- Action item
Please retype all the data below exactly, line for line.

[Data section — start]

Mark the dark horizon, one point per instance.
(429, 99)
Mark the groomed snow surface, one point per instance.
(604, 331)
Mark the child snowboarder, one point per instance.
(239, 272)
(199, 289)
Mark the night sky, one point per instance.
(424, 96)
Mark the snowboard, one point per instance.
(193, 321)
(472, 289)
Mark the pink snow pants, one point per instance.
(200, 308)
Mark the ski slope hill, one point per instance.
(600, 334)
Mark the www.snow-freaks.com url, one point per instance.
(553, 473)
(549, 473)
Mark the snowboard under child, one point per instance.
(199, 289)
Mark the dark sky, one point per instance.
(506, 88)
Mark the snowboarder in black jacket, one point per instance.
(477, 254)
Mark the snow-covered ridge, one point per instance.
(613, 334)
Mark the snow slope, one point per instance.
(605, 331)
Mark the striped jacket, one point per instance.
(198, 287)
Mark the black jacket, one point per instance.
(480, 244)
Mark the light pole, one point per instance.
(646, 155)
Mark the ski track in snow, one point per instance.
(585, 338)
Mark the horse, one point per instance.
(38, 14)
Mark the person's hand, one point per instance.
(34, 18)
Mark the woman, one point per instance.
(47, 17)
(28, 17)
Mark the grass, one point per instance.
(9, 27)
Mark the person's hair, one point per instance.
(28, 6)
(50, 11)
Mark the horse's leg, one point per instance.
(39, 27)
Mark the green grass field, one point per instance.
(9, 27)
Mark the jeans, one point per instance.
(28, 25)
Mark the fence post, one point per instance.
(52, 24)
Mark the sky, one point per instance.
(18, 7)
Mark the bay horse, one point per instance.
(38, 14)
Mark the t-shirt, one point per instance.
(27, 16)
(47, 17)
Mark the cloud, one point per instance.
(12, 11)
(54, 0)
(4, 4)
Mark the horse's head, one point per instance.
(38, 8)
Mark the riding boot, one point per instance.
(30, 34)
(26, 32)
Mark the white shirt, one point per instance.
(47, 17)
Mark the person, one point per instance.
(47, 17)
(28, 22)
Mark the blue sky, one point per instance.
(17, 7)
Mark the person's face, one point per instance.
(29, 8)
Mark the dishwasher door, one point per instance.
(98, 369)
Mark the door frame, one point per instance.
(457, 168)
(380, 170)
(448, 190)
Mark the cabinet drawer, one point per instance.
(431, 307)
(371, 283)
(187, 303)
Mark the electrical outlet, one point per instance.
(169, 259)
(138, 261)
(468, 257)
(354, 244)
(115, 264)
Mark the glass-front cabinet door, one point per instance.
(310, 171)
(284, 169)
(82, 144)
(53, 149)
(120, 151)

[Data section — finish]

- Written solution
Mark the dark horizon, one point per instance.
(429, 99)
Mark the groomed snow surface, one point per instance.
(604, 331)
Mark the child snowboarder, one point per instance.
(239, 272)
(199, 289)
Mark the night sky, one point per instance.
(424, 96)
Mark the snowboard, one point per instance.
(193, 321)
(472, 289)
Mark the pink snow pants, one point per instance.
(200, 308)
Mark the ski slope hill, one point per instance.
(600, 334)
Mark the www.snow-freaks.com url, one point per instance.
(553, 473)
(549, 473)
Mark the snowboard under child, one point per instance.
(199, 289)
Mark the dark sky, one point per instance.
(506, 88)
Mark the snowboarder in black jacket, one point per instance.
(477, 254)
Mark the snow-covered ridge, one point per instance.
(613, 334)
Mark the snow slope, one point per instance.
(605, 331)
Mark the striped jacket, one point per instance.
(198, 287)
Mark the black jacket, one point per instance.
(480, 244)
Mark the light pole, one point per instance.
(646, 155)
Mark the ski track in snow, one point per instance.
(585, 338)
Mark the horse, one point per instance.
(38, 14)
Mark the person's hand, one point per instance.
(34, 18)
Mark the woman, one point per instance.
(47, 17)
(28, 17)
Mark the grass, one point per instance.
(9, 27)
Mark the person's hair, one point per instance.
(28, 6)
(50, 11)
Mark the horse's leg, one point per instance.
(39, 27)
Mark the green grass field, one point per instance.
(9, 27)
Mark the jeans, one point per instance.
(28, 25)
Mark the fence post, one point per instance.
(52, 24)
Mark the sky, one point per instance.
(18, 7)
Mark the bay horse, one point per instance.
(38, 14)
Mark the t-shirt, one point per instance.
(27, 16)
(47, 17)
Mark the cloud, one point per instance.
(12, 11)
(54, 0)
(4, 4)
Mark the horse's head, one point per instance.
(38, 8)
Mark the riding boot, one point per instance.
(30, 34)
(26, 32)
Mark the white shirt, one point per instance.
(47, 17)
Mark the person, one point per instance.
(47, 17)
(28, 22)
Mark the blue sky, one point per instance.
(17, 7)
Mark the person's face, one point per instance.
(29, 8)
Mark the dishwasher door, one point per instance.
(98, 369)
Mark the door frame, one point per instance.
(457, 168)
(380, 170)
(448, 190)
Mark the cabinet drawer, one point per instance.
(431, 307)
(371, 283)
(187, 303)
Mark the electrical outlet, one point per instance.
(169, 259)
(138, 261)
(468, 257)
(354, 244)
(115, 264)
Mark the glass-front cabinet door, one point per instance.
(310, 171)
(284, 169)
(82, 144)
(53, 149)
(120, 151)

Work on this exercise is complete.